[start of SOURCE MATERIAL]

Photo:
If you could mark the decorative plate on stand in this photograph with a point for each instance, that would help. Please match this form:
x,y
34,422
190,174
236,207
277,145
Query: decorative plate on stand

[end of SOURCE MATERIAL]

> [TASK OBJECTIVE]: Copy out every line of the items above verbatim, without changing anything.

> [WORKED ANSWER]:
Photo:
If you could mark the decorative plate on stand in this photograph with a point for each instance, that would help. Please match this form:
x,y
34,422
190,174
236,207
277,145
Query: decorative plate on stand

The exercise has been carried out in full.